## INSTRUCTION 1:
Present the part of the entries that opens with the line containing "Q: For each instance of the ceiling" and closes with the last line of the entries, both ends included, as a numbered list with blank lines left out.
━━━ SELECTED TEXT
Superstitions are prevalent everywhere, appearing in diverse cultures and societies – Spain is no exception.
Basically, they come from our knack for spotting patterns and linking cause and effect, even when there’s no real connection.
Although superstitions lack scientific support, they can nonetheless provide a comforting sense of control in uncertain times. Moreover, some studies suggest that belief in superstitions can enhance confidence and improve performance.
Here is a list of the most popular superstitions in Spain. Believe it or not, you will find many of them similar to those in your own country. 🙂
Table of Contents
Common Spanish Superstitions
You can’t pour a drink into a glass if someone is holding it in their hand. The glass must first be placed on the table.
You should never clink glasses when drinking in memory of a deceased person, as opposed to wishing them death.
If your ear rings it is believed that someone is gossiping about you. But most of the time it is tinnitus.
If you hiccup, it’s believed that someone is speaking about you at that moment.
━━━━━━
━━━ DATA PROVIDED
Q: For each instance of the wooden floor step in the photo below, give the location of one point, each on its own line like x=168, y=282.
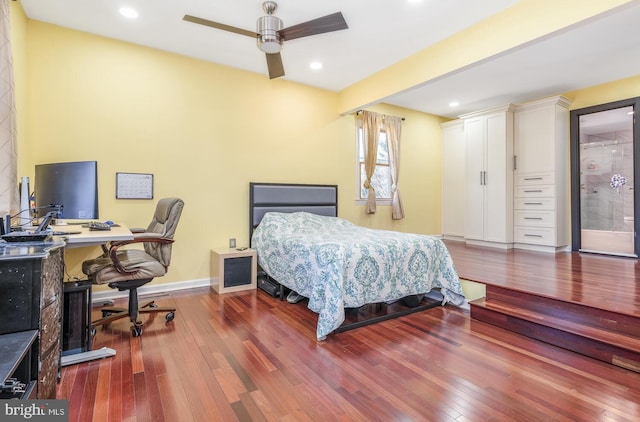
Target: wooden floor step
x=594, y=333
x=617, y=348
x=577, y=313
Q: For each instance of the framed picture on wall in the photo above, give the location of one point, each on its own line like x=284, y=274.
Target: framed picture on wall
x=134, y=186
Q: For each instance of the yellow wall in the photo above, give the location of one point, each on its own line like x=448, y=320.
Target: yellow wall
x=524, y=22
x=18, y=24
x=205, y=131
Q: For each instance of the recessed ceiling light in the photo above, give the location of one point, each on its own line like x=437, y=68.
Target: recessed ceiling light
x=128, y=12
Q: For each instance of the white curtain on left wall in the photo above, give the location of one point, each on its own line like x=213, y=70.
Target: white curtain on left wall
x=8, y=149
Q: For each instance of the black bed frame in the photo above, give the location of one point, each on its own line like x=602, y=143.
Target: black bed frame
x=321, y=200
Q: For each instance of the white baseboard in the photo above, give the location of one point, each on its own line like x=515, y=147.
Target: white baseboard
x=150, y=289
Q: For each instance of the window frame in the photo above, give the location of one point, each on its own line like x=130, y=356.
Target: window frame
x=359, y=143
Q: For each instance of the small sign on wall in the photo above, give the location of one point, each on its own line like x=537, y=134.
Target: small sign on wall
x=134, y=186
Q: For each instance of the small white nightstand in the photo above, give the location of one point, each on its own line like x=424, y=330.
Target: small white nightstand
x=233, y=270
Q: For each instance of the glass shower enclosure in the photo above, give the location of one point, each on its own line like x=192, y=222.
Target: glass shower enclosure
x=606, y=157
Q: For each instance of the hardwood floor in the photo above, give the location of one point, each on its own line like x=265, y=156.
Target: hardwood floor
x=600, y=281
x=249, y=357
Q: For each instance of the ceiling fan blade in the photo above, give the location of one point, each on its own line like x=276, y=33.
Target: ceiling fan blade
x=274, y=64
x=329, y=23
x=217, y=25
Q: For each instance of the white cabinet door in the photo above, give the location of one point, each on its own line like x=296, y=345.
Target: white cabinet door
x=489, y=196
x=499, y=179
x=475, y=203
x=535, y=146
x=453, y=178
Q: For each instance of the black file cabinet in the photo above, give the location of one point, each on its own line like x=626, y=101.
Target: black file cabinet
x=31, y=278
━━━━━━
## INSTRUCTION 2:
Please write out the whole text on Spanish superstitions word for word.

## CORRECT RESULT 1:
1. Q: For each instance of the ceiling fan blade in the photo above, give the location of one point, each on its own line like x=276, y=33.
2. Target: ceiling fan blade
3. x=274, y=64
4. x=329, y=23
5. x=217, y=25
6. Q: For each instance of the white cabinet door in the photo above, give the location of one point, each on its own line like x=296, y=345.
7. Target: white cabinet door
8. x=489, y=196
9. x=499, y=179
10. x=475, y=203
11. x=535, y=146
12. x=453, y=178
13. Q: For each instance of the black file cabinet in the photo above, give the location of one point, each on its own line like x=626, y=101.
14. Target: black file cabinet
15. x=31, y=278

## CORRECT RESULT 2:
Superstitions are prevalent everywhere, appearing in diverse cultures and societies – Spain is no exception.
Basically, they come from our knack for spotting patterns and linking cause and effect, even when there’s no real connection.
Although superstitions lack scientific support, they can nonetheless provide a comforting sense of control in uncertain times. Moreover, some studies suggest that belief in superstitions can enhance confidence and improve performance.
Here is a list of the most popular superstitions in Spain. Believe it or not, you will find many of them similar to those in your own country. 🙂
Table of Contents
Common Spanish Superstitions
You can’t pour a drink into a glass if someone is holding it in their hand. The glass must first be placed on the table.
You should never clink glasses when drinking in memory of a deceased person, as opposed to wishing them death.
If your ear rings it is believed that someone is gossiping about you. But most of the time it is tinnitus.
If you hiccup, it’s believed that someone is speaking about you at that moment.